[TASK REQUIREMENTS] How many of the lines below contain the string "people", with case counting? Reply with the number alone.

####

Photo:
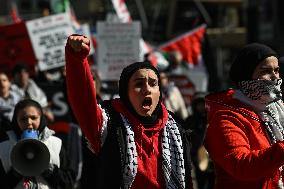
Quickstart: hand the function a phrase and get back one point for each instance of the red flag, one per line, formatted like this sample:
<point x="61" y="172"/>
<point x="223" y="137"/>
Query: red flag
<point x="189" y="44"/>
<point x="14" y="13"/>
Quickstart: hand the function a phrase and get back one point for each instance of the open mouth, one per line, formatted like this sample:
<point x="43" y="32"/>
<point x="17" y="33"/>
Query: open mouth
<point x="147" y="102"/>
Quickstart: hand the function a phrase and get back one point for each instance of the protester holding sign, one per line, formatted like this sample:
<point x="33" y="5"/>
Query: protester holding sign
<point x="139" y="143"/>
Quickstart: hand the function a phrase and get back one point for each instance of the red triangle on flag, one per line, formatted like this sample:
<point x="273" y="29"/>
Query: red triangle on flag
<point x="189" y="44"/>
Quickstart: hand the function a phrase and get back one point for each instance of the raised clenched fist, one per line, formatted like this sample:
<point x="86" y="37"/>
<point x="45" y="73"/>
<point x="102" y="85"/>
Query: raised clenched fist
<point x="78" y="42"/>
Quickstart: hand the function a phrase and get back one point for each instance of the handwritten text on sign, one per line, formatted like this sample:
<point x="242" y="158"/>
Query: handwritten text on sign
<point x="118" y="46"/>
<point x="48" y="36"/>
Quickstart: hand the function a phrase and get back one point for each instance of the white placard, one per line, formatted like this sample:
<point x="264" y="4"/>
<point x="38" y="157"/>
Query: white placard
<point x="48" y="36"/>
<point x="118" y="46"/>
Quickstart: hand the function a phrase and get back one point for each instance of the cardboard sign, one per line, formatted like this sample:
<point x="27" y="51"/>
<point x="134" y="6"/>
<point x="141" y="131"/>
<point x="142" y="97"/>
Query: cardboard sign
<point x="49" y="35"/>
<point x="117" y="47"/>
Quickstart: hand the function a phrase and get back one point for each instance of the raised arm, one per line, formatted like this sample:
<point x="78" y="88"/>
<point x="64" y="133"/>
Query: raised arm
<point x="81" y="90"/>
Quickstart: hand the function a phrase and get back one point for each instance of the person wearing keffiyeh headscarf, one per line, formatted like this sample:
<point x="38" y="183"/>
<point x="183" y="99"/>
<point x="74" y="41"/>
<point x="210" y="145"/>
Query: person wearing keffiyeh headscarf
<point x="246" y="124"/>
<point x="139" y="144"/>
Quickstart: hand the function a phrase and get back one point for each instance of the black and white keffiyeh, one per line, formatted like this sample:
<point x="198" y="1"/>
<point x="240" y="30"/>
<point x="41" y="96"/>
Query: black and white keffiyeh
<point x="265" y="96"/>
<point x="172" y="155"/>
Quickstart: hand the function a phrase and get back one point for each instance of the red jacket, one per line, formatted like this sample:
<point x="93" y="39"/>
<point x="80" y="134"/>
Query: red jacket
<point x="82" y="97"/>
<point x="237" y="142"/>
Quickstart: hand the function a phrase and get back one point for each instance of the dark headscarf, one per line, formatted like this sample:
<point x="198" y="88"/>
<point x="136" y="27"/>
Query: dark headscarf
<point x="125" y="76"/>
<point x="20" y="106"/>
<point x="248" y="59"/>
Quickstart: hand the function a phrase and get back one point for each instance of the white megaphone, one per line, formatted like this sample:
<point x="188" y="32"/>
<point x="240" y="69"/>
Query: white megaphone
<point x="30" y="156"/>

####

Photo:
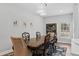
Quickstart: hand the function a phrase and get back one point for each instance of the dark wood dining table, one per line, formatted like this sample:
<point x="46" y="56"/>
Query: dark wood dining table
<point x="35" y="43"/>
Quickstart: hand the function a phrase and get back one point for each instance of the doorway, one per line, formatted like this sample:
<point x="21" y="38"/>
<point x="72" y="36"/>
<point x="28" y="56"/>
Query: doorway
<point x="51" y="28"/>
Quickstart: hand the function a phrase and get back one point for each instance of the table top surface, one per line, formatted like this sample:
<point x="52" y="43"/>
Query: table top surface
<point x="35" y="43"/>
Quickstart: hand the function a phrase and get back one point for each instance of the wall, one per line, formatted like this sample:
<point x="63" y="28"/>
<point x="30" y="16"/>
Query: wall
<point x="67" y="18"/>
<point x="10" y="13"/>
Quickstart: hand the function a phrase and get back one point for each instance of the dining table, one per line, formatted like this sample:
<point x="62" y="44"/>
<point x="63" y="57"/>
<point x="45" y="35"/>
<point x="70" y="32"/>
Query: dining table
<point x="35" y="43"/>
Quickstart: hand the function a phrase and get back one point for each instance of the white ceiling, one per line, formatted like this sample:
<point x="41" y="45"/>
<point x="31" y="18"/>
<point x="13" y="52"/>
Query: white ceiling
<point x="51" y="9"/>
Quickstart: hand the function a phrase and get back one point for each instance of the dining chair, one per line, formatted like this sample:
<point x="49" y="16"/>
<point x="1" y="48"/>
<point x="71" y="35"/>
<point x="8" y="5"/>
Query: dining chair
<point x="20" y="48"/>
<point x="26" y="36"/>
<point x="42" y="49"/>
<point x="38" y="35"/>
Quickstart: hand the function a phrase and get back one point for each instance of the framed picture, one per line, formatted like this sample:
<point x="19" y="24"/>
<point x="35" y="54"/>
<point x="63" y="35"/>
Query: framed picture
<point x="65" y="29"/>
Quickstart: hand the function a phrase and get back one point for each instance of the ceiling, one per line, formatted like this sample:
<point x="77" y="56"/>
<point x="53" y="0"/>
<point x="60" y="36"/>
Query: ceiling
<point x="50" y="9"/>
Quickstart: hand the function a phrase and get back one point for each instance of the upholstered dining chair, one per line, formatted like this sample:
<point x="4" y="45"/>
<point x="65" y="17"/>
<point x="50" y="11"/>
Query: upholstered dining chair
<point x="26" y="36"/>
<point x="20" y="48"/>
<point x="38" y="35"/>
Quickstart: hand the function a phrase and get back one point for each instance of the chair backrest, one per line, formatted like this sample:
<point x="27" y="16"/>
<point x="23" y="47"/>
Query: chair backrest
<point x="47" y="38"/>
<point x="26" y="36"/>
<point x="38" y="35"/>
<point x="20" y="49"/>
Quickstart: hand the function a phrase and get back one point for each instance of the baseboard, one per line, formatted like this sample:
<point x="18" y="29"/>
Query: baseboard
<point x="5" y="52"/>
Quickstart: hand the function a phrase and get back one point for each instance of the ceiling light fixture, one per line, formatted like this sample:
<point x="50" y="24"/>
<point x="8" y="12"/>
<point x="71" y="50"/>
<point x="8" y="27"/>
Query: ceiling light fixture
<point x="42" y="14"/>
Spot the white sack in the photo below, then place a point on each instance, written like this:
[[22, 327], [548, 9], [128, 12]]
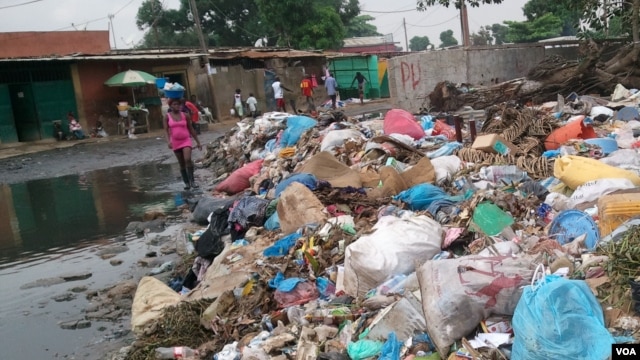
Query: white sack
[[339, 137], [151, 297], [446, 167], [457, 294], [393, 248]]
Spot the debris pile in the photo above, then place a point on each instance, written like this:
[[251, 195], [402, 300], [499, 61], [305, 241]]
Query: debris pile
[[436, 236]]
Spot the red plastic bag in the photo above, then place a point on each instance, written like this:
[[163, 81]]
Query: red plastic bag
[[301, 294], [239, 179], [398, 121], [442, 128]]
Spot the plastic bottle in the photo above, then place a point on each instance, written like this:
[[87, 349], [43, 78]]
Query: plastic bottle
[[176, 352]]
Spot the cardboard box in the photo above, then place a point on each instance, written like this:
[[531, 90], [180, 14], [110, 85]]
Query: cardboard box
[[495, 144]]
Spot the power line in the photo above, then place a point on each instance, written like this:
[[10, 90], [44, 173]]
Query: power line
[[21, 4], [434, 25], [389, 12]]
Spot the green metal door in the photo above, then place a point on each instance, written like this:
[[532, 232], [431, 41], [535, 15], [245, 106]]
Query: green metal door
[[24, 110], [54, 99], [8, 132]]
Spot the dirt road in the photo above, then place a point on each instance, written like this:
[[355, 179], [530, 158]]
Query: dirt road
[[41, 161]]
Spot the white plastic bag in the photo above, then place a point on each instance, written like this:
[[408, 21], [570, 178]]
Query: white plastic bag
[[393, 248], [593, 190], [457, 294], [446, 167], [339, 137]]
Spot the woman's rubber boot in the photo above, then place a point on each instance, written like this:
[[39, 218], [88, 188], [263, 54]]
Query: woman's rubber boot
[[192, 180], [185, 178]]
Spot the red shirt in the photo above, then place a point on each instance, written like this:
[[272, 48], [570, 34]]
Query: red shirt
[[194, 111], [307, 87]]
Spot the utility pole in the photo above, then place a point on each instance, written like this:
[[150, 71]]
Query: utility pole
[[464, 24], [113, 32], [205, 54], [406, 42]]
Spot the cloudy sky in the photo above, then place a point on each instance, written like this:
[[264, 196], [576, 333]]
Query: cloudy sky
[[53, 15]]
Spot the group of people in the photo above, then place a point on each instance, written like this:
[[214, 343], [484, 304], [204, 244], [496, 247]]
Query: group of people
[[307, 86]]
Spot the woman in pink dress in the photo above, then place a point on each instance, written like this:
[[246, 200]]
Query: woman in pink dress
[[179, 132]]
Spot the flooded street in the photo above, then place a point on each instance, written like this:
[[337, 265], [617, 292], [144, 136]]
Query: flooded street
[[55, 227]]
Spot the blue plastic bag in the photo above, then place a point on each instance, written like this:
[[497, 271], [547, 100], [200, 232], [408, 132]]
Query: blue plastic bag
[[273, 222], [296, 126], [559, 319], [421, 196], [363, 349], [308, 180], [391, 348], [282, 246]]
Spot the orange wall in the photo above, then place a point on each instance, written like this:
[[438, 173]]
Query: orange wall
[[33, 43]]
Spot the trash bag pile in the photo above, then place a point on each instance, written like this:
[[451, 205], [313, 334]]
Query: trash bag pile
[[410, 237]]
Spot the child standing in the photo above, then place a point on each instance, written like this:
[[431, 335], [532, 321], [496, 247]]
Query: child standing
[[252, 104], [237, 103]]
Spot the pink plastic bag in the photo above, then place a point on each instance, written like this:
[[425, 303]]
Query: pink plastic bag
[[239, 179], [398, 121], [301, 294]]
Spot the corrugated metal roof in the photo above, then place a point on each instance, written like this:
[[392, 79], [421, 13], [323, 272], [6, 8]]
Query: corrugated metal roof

####

[TASK SOLUTION] 2